** START Raw data **

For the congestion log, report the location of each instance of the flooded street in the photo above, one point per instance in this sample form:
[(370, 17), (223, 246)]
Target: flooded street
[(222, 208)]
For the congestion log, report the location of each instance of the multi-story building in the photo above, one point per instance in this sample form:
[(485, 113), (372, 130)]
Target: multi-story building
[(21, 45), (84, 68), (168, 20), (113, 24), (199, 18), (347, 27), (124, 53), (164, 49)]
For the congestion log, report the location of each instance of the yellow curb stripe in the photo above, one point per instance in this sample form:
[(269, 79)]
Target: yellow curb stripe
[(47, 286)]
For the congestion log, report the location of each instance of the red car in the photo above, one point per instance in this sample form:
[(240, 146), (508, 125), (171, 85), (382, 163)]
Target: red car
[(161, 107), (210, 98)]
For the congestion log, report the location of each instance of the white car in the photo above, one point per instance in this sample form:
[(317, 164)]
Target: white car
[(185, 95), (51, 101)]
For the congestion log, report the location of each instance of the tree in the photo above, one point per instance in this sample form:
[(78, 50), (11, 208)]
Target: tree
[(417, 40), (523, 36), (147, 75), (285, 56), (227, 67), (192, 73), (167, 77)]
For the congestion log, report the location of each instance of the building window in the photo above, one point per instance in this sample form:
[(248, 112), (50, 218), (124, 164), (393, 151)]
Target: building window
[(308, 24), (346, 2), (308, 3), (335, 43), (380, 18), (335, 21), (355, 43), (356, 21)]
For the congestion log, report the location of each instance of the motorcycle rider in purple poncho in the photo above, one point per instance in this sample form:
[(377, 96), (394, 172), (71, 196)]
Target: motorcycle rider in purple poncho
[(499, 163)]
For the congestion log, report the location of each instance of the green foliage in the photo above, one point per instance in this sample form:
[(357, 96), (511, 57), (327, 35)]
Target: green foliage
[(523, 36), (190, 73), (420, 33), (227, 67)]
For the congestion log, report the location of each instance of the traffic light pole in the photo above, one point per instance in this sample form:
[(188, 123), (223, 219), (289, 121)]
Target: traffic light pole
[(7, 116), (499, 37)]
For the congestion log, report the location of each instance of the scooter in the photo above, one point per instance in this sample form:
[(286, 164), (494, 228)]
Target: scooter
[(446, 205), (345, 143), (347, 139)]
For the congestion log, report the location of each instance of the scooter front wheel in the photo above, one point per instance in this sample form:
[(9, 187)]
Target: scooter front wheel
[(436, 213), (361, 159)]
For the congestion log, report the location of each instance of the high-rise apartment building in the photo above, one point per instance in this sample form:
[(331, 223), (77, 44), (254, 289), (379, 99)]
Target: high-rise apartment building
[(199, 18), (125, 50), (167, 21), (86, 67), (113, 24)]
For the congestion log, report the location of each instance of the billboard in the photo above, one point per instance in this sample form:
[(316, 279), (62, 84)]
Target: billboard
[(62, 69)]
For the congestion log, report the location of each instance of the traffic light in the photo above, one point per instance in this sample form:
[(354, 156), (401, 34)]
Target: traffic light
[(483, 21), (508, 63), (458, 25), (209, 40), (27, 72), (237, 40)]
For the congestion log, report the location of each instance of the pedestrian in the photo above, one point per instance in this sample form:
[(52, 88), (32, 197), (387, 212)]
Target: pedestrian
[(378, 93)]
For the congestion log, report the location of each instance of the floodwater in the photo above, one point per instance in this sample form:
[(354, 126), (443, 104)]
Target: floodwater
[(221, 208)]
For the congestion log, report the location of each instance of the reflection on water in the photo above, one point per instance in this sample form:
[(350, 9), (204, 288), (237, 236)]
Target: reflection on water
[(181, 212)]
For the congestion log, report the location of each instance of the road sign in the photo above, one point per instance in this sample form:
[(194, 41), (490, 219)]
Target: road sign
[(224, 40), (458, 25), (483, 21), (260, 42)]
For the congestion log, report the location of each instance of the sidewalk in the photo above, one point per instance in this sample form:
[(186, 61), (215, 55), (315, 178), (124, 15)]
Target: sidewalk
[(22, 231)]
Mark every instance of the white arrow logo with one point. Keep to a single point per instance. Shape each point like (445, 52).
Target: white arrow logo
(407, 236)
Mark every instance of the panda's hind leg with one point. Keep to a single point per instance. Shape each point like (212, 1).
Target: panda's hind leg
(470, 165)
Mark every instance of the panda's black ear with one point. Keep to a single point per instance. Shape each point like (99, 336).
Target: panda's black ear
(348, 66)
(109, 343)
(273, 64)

** END Raw data **

• _Task description_
Please output every record, keeping each line exact.

• _Reply_
For the congestion log, report the location of each instance of the flooded street in the photo above, one point per instance in this sample form:
[(370, 17), (223, 246)]
Target: flooded street
[(222, 208)]
For the congestion log, report the location of each instance of the multi-story building in the photo above, one point per instance in this sample form:
[(485, 113), (372, 130)]
Target: multi-story building
[(21, 45), (84, 68), (168, 20), (113, 24), (199, 18), (347, 27), (124, 53), (164, 49)]
For the congestion log, report the location of each instance of the yellow curb stripe in the photo above, one point per instance in this sample form:
[(269, 79)]
Target: yellow curb stripe
[(47, 286)]
For the congestion log, report the location of each instance of the red car in the photo above, one point per instance in this sample form:
[(240, 146), (508, 125), (171, 85), (382, 163)]
Target: red car
[(161, 107), (210, 98)]
For the congestion log, report the location of each instance of the white car in the photo above, one point per instance in this sample form:
[(317, 164)]
Target: white car
[(185, 95), (51, 101)]
For the congestion log, report the location of each instance of the tree in the photo above, one point per instance in this sample form:
[(78, 50), (11, 208)]
Target: tree
[(417, 40), (523, 36), (147, 75), (285, 56), (227, 67), (192, 73), (167, 77)]
For the congestion log, report the location of each instance of the building window in the photo above, one point per instance in this sample form:
[(248, 112), (50, 218), (124, 164), (393, 151)]
Target: building window
[(308, 24), (346, 2), (308, 3), (335, 43), (380, 18), (335, 21), (355, 43), (356, 21)]
For the congestion log, report the location of each instance of the motorcycle rider in purple poncho in the photo above, one point per instance in this sample form:
[(377, 96), (394, 172), (71, 196)]
Target: motorcycle rider in purple poncho
[(499, 163)]
For the congestion log, report the location of each instance of the green foliage in the photo above, one point per instance in this sample form:
[(357, 96), (511, 57), (327, 35)]
Target: green foliage
[(523, 36), (190, 73), (420, 33), (227, 67)]
For the congestion log, report the location of each instance of the traffic light pole in the photo above, one point per instance in this sample form:
[(188, 123), (223, 219), (289, 121)]
Target: traffic light pole
[(7, 116), (499, 37)]
For the congestion log, report the location of each instance of the scooter in the photo above, one point per instance in this sample form:
[(286, 164), (494, 228)]
Target: scooter
[(446, 205), (345, 143), (347, 139)]
For the congestion log, report the location of each instance of the scooter front wheel in the photo above, one point per instance in this sample form:
[(9, 187)]
Target: scooter front wheel
[(436, 213), (361, 159)]
For the congestion log, report the location of each instance of the high-rise apartment building in the photo above, one point per instance in this sample form:
[(331, 223), (77, 44), (254, 289), (379, 99)]
Target: high-rise apartment building
[(199, 18), (125, 50), (167, 21), (86, 67), (113, 24)]
For the congestion log, report the location of each instance of the billboard in the photo above, one point per instance in this sample form:
[(316, 279), (62, 84)]
Target: billboard
[(62, 69)]
For the congestion log, report the location of each instance of the traffic light in the photo above, one point per instance in this sample form:
[(354, 156), (401, 34)]
Target: traffic light
[(483, 21), (508, 63), (458, 25), (209, 40), (27, 72), (237, 40)]
For the congestion log, report the location of each instance of the pedestrian in the photo above, one point per instance in this sample form:
[(52, 88), (32, 197), (387, 212)]
Target: pedestrian
[(378, 93)]
For the congestion log, report the location of each instance of the floodwater in the photo above, one point per instance in this sample form:
[(354, 126), (443, 104)]
Target: floodwater
[(221, 208)]
For the congestion log, report the location of each instance of the reflection on water in the photo above, one point per instance in this sample form:
[(350, 9), (204, 288), (237, 236)]
Target: reflection on water
[(181, 212)]
For the congestion log, report the location of each instance of the road sign in the photo above, one point per instance in this sample form:
[(194, 41), (490, 219)]
Target: road sign
[(224, 40), (458, 25), (483, 21), (260, 42)]
For the congestion log, report the location of each instance of the sidewalk in the photo above, one point per instance in this sample form:
[(186, 61), (215, 55), (315, 178), (124, 15)]
Target: sidewalk
[(22, 231)]
Mark every instance of the white arrow logo with one point. Keep to a single point per instance. Shape each point like (445, 52).
Target: white arrow logo
(407, 236)
Mark every instance of the panda's hind leg with one point. Keep to a single point per instance. Shape each point like (212, 1).
Target: panda's hind leg
(470, 165)
Mark every instance of the panda's black ear with one point. Keep to a single point per instance. Shape each point like (99, 336).
Target: panda's black ear
(348, 66)
(109, 343)
(273, 64)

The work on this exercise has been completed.